+++ Quoted text

Voila! Not bad at all! I don't think agonizing is necessary at all, within reason.
First I do twosies and press to the right, then foursies, and put the straight edge against ME on the ironing board, and press seams to the right. Then I sew the two sides together, being really careful at the center. I mash them together tightly, pin them, and take a few machine basting stitches, hoping for a good center. If it's OK, then I sew the whole long seam, from one side to the other. Remember there are bias edges, be careful.

Now, do you open the little center tip? I hope you can see this. I release the 3-4 vertical center stitches on each side, and open that seam, again, mash that center flat, and press from the back, all clockwise. Some people call this twirling -- it sure makes that center nice and flat, with no bump from the top.

I measured 9 1/2 inches with my ruler on the strip set, and I got 9 wedges from my strip set, using WOF (Width of Fabric) of each strip. Most of my wedges have 6 or 7 strips. So, if you make 9 blocks you will need 9 strip sets, with 9 odd pieces for one more block for ... something. I'm shooting for 12 blocks, and need to make 2 more. Then I'll sew on the corners.

I hope to see a few of YOUR kaleidoscopes -- a lot of you have commented. Glad I could add something to your possible projects.

Monday, June 16, 2008

Kaleidoscopes, Strings, Scraps

This may be the 4th Kaleidoscope pattern I've made. They are EASY - at least this version. Here are my strings, strips, YES SCRAPS cut in various widths from 1 inch to 2 1/2 inch. I used width of fabric, but also pieced some to get the length. My palette of blues, greens turquoises, purples, etc. with a chartreuse and a melon as zingers. I'm aiming for an IN YOUR FACE impact - definitely NOT soft and gentle, by making the blocks large, using strong colors and intentionally not-matching seams. I'm placing my colors from light to dark and when you turn the ruler, you get dark to light. This is from stash - no new fabric.

Wedges are cut at 9 1/2 inches and I'm using a 45 degree ruler by Marilyn Dohaney, but there are a number of 45 degree rulers available. (Be sure you understand 45 degrees = 8 wedges, vs. 60 degrees = 6 wedges.) (Ok, elementary, but guess what Nebraskan has made THAT mistake!)

Here is the strata, or (is it stratum)? Not terribly impressive yet but ...

Absolutely acceptable! Could use more ZING ...

Let's try another version with this strip set (ahah, you noticed I avoided the strata/stratum unknown!).

Not bad at all!

These blocks can be mixed with each other, they can be all scrappy, you can clean up a LOT of stash this way. By pressing all the seam allowances to either the dark (my choice) or all to the lights, and then offsetting each one opposite to it's neighbor, you will not have problems with seams. I will probably press the seams all in one direction. The corner units will probably be some version of Quarter Square Triangles.

++++++
+++ Items

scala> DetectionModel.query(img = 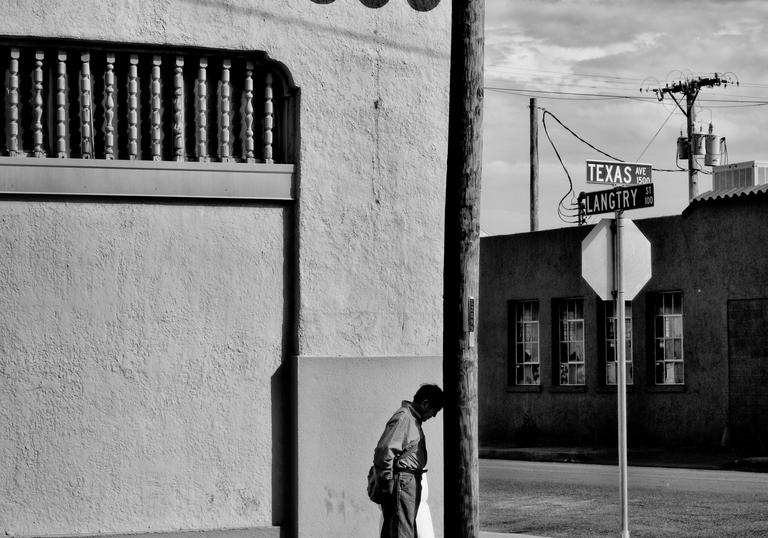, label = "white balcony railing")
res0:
[0,41,297,197]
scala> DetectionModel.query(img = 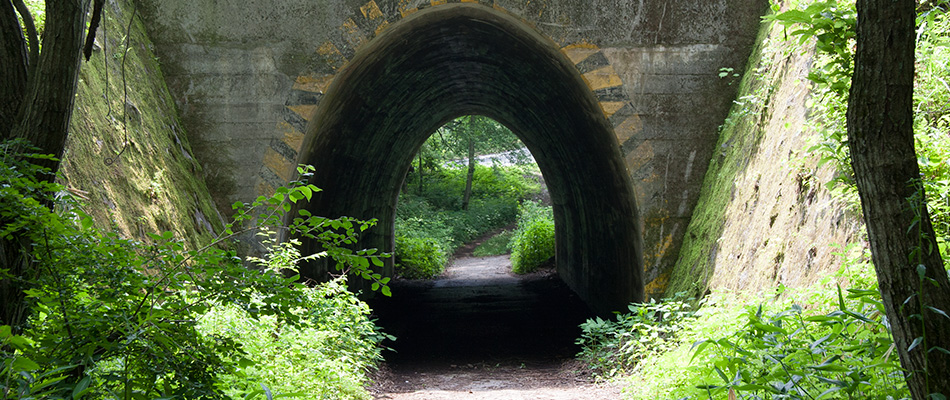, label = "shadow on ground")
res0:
[370,256,592,369]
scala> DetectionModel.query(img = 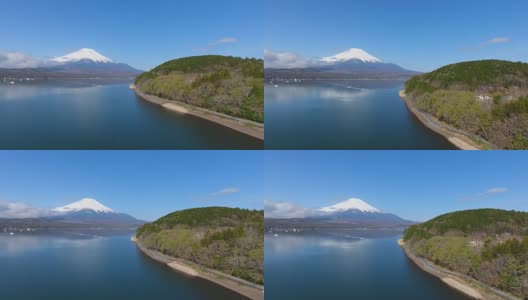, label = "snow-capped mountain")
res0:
[309,198,414,226]
[51,48,112,63]
[319,198,381,213]
[316,48,416,76]
[264,48,418,81]
[321,48,382,63]
[49,198,145,226]
[52,198,114,213]
[42,48,142,78]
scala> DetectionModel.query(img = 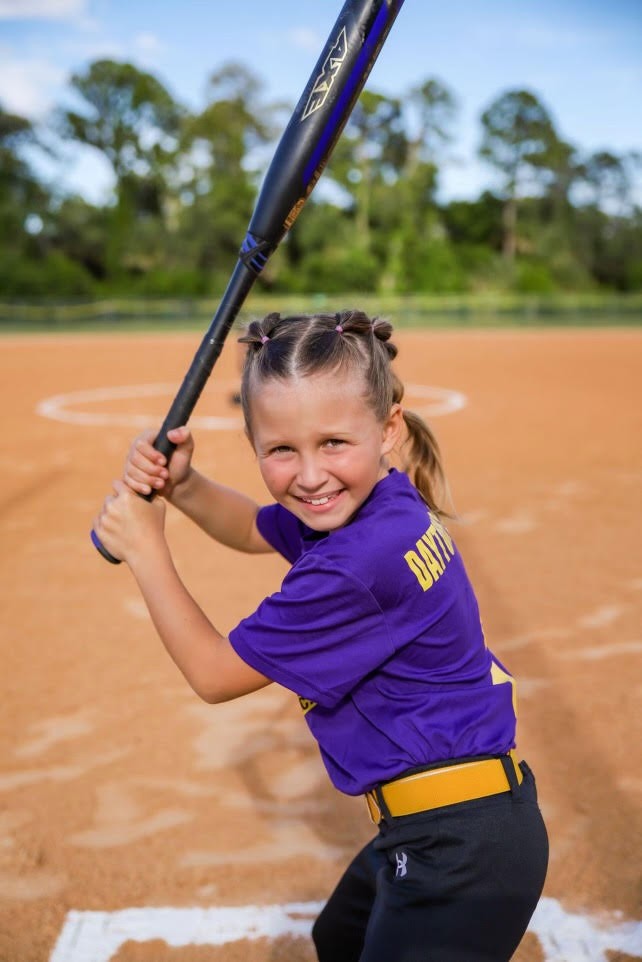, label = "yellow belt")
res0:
[366,751,523,825]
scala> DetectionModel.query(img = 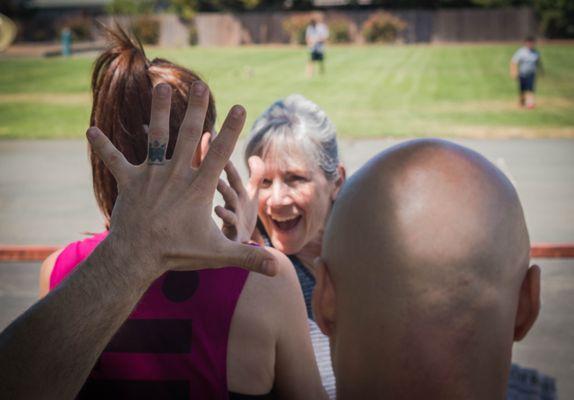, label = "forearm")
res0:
[0,236,156,399]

++++++

● **Work instructions**
- 1) Answer these questions using the quilting post:
(a) What range of widths were the strings and strips cut in?
(b) Whose 45 degree ruler is being used for the wedges?
(c) How many blocks is the writer shooting for?
- 2) Quote the quilting post between "Now, do you" and "on the corners.", inclusive.

● **Answers for the exercise**
- 1)
(a) From 1 inch to 2 1/2 inch.
(b) Marilyn Dohaney's.
(c) 12 blocks.

- 2)
Now, do you open the little center tip? I hope you can see this. I release the 3-4 vertical center stitches on each side, and open that seam, again, mash that center flat, and press from the back, all clockwise. Some people call this twirling -- it sure makes that center nice and flat, with no bump from the top.

I measured 9 1/2 inches with my ruler on the strip set, and I got 9 wedges from my strip set, using WOF (Width of Fabric) of each strip. Most of my wedges have 6 or 7 strips. So, if you make 9 blocks you will need 9 strip sets, with 9 odd pieces for one more block for ... something. I'm shooting for 12 blocks, and need to make 2 more. Then I'll sew on the corners.